_DIRECTION_. Rewrite only the records from the line containing "Where can the white" through the end of the records, replacing "black jacket" with "dark jacket" and keeping everything else the same.

_RECORD SET_.
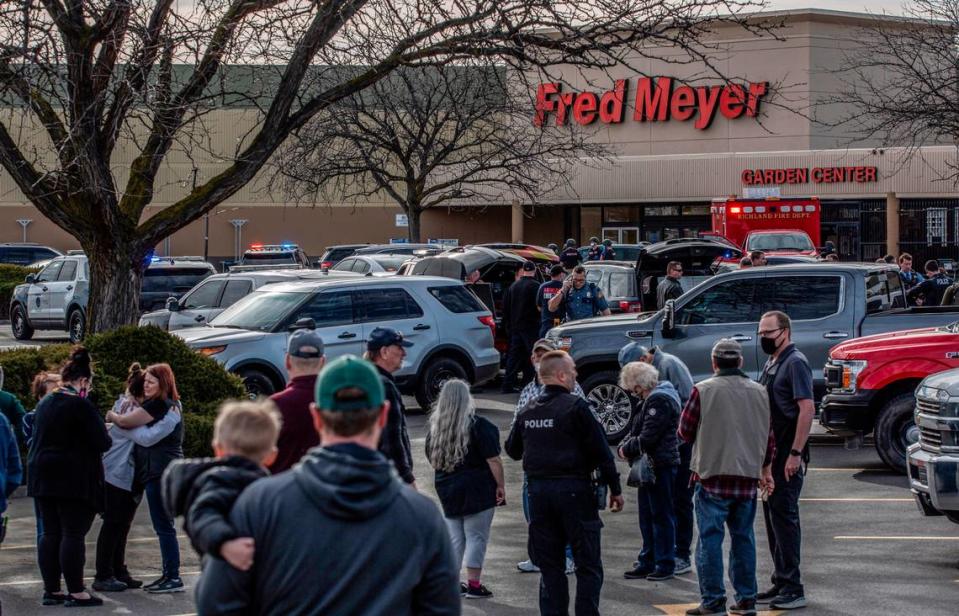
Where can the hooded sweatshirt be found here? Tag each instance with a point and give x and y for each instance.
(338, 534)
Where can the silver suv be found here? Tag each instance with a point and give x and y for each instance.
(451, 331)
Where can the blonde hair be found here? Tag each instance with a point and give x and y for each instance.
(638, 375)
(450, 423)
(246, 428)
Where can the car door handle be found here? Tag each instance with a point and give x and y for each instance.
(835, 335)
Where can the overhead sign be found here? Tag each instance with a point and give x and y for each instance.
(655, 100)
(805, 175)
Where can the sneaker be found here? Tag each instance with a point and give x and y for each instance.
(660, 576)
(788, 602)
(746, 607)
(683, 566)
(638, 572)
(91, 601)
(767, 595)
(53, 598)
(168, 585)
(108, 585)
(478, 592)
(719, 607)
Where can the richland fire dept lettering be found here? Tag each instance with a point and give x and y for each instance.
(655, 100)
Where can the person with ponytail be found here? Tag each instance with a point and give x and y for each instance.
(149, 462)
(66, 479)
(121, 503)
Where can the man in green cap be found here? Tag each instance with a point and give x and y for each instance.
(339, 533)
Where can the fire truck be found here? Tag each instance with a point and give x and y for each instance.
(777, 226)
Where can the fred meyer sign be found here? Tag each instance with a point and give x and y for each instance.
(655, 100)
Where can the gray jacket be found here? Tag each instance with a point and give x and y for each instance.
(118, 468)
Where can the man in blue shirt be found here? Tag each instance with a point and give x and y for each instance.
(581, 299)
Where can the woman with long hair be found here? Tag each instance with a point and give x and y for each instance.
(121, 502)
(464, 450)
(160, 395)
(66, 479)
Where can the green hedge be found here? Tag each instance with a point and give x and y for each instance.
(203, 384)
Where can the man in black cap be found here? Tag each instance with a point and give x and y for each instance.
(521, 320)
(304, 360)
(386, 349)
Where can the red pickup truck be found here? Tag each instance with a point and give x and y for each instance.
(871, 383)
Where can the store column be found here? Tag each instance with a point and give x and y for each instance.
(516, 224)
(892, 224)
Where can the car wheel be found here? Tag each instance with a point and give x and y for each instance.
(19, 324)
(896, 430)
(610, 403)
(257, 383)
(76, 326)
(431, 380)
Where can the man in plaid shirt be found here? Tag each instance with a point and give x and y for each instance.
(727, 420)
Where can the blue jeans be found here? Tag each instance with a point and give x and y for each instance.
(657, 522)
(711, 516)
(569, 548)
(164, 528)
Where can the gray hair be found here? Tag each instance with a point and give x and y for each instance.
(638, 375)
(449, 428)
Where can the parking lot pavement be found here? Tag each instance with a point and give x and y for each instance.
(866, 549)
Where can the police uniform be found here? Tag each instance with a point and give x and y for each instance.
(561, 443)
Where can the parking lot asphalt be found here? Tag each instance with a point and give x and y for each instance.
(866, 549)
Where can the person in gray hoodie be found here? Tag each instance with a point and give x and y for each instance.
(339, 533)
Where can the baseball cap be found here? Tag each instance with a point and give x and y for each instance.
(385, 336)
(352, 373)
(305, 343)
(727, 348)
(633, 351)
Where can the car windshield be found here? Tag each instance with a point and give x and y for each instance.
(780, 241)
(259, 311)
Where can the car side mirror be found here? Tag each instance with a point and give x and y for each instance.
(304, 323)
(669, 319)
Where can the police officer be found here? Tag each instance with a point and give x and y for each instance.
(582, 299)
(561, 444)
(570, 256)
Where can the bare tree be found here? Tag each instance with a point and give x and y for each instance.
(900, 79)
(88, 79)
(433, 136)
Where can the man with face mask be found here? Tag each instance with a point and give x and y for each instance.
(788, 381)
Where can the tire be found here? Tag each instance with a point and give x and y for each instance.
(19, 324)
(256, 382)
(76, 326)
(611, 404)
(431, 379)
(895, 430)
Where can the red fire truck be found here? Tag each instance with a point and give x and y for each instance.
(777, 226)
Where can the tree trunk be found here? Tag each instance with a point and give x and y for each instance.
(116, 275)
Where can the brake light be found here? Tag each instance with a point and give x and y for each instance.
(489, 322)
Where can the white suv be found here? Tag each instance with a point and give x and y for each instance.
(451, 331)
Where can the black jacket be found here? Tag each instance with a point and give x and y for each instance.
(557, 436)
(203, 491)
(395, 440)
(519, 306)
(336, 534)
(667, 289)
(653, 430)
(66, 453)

_EXERCISE ANSWER_.
Where can the white suv be found here? Tag each instance with a point and give x and y for each instance.
(451, 331)
Where can the dark jacket be found here? Tag each instance with a point and give x and y for each instance.
(557, 436)
(203, 491)
(395, 440)
(519, 306)
(336, 534)
(667, 289)
(653, 430)
(66, 453)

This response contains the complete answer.